What needs to be done
For this exercise, output the line holding "Where can the pale" and all subsequent lines of the entries below, unchanged, up to and including the last.
Segment Start: Exercise data
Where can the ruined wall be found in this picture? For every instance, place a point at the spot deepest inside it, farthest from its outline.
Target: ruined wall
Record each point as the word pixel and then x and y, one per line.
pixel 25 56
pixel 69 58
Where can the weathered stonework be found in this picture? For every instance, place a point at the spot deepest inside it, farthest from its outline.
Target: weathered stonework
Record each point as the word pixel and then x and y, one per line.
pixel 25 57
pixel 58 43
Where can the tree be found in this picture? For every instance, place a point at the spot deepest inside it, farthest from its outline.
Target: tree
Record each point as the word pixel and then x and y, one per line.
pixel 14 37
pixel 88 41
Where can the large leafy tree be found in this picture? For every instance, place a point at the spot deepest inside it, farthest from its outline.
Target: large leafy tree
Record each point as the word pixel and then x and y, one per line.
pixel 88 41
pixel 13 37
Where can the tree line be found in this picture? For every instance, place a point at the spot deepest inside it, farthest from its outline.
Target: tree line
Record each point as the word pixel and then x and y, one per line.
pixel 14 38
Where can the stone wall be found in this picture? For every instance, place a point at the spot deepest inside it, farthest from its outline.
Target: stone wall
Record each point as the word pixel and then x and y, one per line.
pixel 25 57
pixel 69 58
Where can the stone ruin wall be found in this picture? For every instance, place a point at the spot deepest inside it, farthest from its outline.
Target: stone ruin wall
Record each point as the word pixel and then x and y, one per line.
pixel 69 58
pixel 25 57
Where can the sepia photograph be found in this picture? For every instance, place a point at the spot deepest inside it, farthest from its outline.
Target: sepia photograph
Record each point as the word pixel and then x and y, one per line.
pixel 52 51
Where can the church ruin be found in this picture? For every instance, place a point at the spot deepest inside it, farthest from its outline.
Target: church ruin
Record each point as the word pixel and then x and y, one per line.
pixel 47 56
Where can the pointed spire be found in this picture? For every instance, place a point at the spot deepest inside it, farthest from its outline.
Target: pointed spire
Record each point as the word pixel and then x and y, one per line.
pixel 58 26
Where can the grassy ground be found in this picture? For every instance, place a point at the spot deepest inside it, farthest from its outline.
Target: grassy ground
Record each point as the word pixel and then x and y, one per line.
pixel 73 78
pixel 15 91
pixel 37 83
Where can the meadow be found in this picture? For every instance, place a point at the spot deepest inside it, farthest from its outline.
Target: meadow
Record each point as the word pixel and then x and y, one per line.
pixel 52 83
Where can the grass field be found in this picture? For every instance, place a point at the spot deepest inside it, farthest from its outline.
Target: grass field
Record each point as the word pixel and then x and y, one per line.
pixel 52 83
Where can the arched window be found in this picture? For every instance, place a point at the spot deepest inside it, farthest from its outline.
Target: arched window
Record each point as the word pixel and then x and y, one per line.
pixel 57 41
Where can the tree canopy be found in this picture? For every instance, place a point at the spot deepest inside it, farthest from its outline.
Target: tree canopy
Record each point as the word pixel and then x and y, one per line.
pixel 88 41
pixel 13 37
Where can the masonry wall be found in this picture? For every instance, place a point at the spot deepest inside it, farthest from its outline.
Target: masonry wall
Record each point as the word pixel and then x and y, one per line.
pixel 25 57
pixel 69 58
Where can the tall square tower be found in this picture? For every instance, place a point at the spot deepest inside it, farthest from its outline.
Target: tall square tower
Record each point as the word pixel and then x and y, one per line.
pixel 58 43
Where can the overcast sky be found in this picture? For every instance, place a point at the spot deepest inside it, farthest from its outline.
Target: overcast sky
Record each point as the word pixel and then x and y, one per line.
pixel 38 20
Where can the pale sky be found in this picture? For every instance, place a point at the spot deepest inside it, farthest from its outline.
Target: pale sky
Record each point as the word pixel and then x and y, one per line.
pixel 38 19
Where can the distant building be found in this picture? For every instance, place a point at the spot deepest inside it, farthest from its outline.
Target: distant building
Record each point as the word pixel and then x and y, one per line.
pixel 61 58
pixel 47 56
Segment End: Exercise data
Answer to the problem
Where can the pale sky be found in this picture? For every instance, place a point at the spot deepest inside it, farthest from its outline.
Target: pale sky
Record each point as the word pixel and then x and y, one per line.
pixel 38 19
Where can the distant building be found in this picture? For every instance, place a point at the spot deepest inside it, farthest from its outline.
Target: distant building
Record each point as the word pixel and then x and y, one per line.
pixel 61 58
pixel 47 56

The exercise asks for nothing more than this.